** Opening RECORDS PROVIDED block **
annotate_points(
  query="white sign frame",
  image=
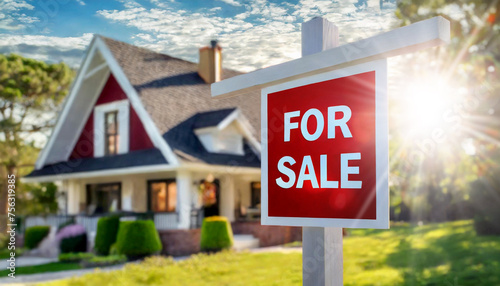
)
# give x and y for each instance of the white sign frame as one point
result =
(381, 149)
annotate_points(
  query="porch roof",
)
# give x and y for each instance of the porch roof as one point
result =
(139, 158)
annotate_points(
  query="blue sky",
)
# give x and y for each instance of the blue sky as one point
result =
(254, 34)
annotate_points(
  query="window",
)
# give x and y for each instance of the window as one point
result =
(111, 128)
(255, 194)
(111, 133)
(103, 198)
(162, 196)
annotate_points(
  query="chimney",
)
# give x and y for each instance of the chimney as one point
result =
(210, 65)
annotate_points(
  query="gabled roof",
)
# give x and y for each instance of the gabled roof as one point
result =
(171, 89)
(186, 144)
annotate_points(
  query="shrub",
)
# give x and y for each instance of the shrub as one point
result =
(137, 239)
(65, 224)
(101, 261)
(72, 239)
(4, 240)
(216, 234)
(107, 229)
(75, 257)
(34, 235)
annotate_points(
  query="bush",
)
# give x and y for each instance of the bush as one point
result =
(101, 261)
(72, 239)
(137, 239)
(107, 229)
(4, 240)
(216, 234)
(75, 257)
(34, 235)
(65, 224)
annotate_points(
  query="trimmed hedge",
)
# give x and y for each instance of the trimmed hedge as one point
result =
(216, 234)
(34, 235)
(137, 239)
(74, 244)
(107, 230)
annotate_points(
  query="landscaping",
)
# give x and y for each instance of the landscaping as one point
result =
(434, 254)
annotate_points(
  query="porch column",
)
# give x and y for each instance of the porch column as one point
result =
(227, 197)
(184, 185)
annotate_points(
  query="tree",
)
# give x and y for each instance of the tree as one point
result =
(30, 93)
(440, 171)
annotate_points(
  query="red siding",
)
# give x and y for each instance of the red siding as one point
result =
(138, 140)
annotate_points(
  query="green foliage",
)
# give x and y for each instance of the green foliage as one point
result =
(216, 234)
(34, 235)
(64, 224)
(42, 268)
(434, 254)
(4, 240)
(74, 244)
(485, 196)
(107, 230)
(30, 94)
(75, 257)
(138, 238)
(102, 261)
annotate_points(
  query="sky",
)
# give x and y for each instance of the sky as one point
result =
(253, 33)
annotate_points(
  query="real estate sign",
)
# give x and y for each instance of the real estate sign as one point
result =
(325, 149)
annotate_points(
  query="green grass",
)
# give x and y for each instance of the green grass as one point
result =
(49, 267)
(436, 254)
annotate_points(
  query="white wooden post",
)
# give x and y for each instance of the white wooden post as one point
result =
(322, 254)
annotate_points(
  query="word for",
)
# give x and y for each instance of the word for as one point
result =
(307, 169)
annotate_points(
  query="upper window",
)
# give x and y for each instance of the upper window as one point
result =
(111, 128)
(111, 136)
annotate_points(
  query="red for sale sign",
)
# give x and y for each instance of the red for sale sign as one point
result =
(325, 150)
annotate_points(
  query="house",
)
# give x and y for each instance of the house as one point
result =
(140, 133)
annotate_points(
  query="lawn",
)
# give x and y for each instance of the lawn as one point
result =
(435, 254)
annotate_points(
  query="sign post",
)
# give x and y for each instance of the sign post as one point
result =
(324, 158)
(322, 251)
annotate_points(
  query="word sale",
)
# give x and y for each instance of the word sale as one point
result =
(307, 162)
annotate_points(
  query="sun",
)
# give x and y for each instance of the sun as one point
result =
(423, 104)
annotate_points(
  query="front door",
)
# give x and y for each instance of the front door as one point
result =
(103, 198)
(210, 192)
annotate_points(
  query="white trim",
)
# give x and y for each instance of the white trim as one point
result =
(424, 34)
(145, 169)
(42, 158)
(123, 108)
(151, 129)
(90, 109)
(95, 70)
(382, 147)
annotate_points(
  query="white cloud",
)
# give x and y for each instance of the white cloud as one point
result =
(46, 48)
(264, 34)
(231, 2)
(10, 16)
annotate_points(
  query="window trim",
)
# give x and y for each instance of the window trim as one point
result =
(107, 134)
(123, 110)
(149, 191)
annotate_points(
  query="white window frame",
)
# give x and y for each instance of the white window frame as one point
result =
(123, 109)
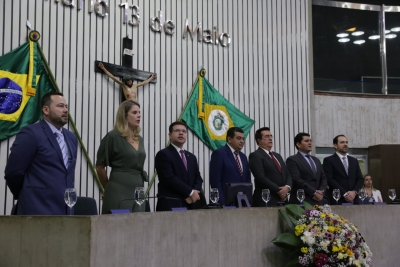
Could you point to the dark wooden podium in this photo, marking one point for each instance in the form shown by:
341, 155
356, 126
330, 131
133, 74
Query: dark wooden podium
384, 167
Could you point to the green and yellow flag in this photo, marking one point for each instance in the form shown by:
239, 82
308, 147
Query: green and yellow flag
209, 115
23, 81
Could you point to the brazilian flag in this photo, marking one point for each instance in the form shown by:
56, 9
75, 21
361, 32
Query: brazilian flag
209, 115
24, 79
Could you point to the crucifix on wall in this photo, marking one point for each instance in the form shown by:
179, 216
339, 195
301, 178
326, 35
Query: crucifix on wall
127, 73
** Closing RECORDS PROVIDED block **
[TASK DETAILS]:
What this calls for is a word-for-word copy of the listing above, pictures excluded.

[SOLVED EXERCISE]:
annotate_points(
  query="white sign frame",
  image=
)
# give x and y for each instance of the white sign frame as one point
result =
(381, 149)
annotate_points(
  query="porch roof",
)
# give x and y for each instance of the porch roof as one point
result =
(139, 158)
annotate_points(
  query="blue sky",
)
# give x and y for each instance of the blue sky as one point
result =
(254, 34)
annotate_points(
  query="window",
)
# give x and y for each instance of the window as one point
result =
(111, 128)
(255, 194)
(111, 133)
(103, 198)
(162, 196)
annotate_points(
  query="chimney",
)
# give x and y for each instance of the chimney as one point
result =
(210, 65)
annotate_points(
  query="gabled roof",
)
# give x and y for each instance of the gabled roof as one point
result =
(171, 89)
(186, 144)
annotate_points(
  query="shrub",
)
# give x and y for each instance of the shrub as one point
result =
(137, 239)
(65, 224)
(101, 261)
(72, 239)
(4, 240)
(216, 234)
(107, 229)
(75, 257)
(34, 235)
annotate_points(
  query="bush",
)
# give x and y for each instance of the bush as one point
result =
(101, 261)
(72, 239)
(137, 239)
(107, 229)
(4, 240)
(216, 234)
(75, 257)
(34, 235)
(65, 224)
annotate_points(
  query="trimmed hedge",
)
# give x and y for each instance of the trimmed hedge as one point
result =
(216, 234)
(34, 235)
(137, 239)
(74, 244)
(107, 230)
annotate_points(
  query="landscaping",
)
# give x and y for each instance of the landscaping as one point
result =
(434, 254)
annotate_points(
  query="porch column",
)
# give x and y for each instance of the porch column as one point
result =
(227, 197)
(184, 185)
annotate_points(
  query="tree",
)
# give x and y for each instance of the tree as one point
result =
(30, 93)
(440, 171)
annotate_points(
  query="red siding",
)
# give x and y for each instance of the red siding as one point
result =
(138, 140)
annotate_points(
  query="green foliage",
)
# give x and y for each instance of the green foliage as one point
result =
(216, 234)
(34, 235)
(64, 224)
(42, 268)
(434, 254)
(4, 240)
(74, 244)
(485, 196)
(107, 230)
(30, 94)
(75, 257)
(138, 238)
(102, 261)
annotate_points(
  query="sky",
)
# give x and y for each instance of the sky as one point
result =
(253, 33)
annotate_points(
  query="real estate sign",
)
# give x and y for each instance of the real estate sign as one point
result =
(325, 149)
annotate_points(
  query="green grass",
)
# give x and y for each instance of the green grass as one point
result =
(49, 267)
(436, 254)
annotate_points(
  query="white wooden post",
)
# give x and y for each instance of the white wooden post as one point
result =
(322, 254)
annotate_points(
  query="word for",
)
# give x and y for each instance of the word for as one point
result =
(307, 169)
annotate_points(
  query="upper window",
)
# give x and y for each instance of the upper window as one point
result =
(111, 128)
(111, 136)
annotate_points(
  query="red for sale sign",
)
# give x and y for each instance of the red for sale sign as one point
result =
(325, 150)
annotate_points(
  query="house",
)
# give x and y for each instance of the house as one point
result =
(140, 133)
annotate_points(
  query="lawn",
)
# give x and y for each instance of the lawn as one point
result =
(435, 254)
annotate_points(
  query="sign post",
)
# give x and y for each instance of the sign post as one point
result =
(324, 158)
(322, 251)
annotate_points(
  query="word sale",
)
# give x and y for each instance of the word sale as one point
result =
(307, 162)
annotate_points(
  query="sun",
)
# give x and y for each instance of the sun as one point
result =
(423, 104)
annotate_points(
  query="front door",
)
# give x and y for each instance of the front door as one point
result =
(103, 198)
(210, 192)
annotate_points(
  query="white trim",
)
# give x and y for each instance of the white trim as one point
result =
(424, 34)
(145, 169)
(42, 158)
(123, 108)
(151, 129)
(90, 109)
(95, 70)
(382, 147)
annotate_points(
  query="white cloud",
)
# give x and y for each instance of the white cloud as one point
result =
(46, 48)
(264, 34)
(231, 2)
(10, 16)
annotate_points(
  query="window trim",
)
# give x and y for each instance of the window trim as one point
result =
(107, 134)
(123, 110)
(149, 191)
annotate_points(
  query="white window frame",
)
# give x and y for each instance of the white window frame as one point
result =
(123, 109)
Could you point to the dark wooden podium in this photo, marking one point for each instance in the form shown by:
341, 155
356, 126
330, 131
133, 74
Query: dark wooden podium
384, 167
Could you point to the green and yellow flag in this photo, marking one point for each instance in the form shown by:
239, 82
308, 147
Query: green and yellow flag
209, 115
23, 81
Could you point to the brazilian flag in this photo, marking one point for each instance in the form shown by:
56, 9
75, 21
361, 32
Query: brazilian flag
209, 115
24, 79
Could you point to the crucifix on wall in this photo, marking one point for each instance in the form shown by:
179, 216
339, 195
301, 178
326, 35
Query: crucifix on wall
127, 73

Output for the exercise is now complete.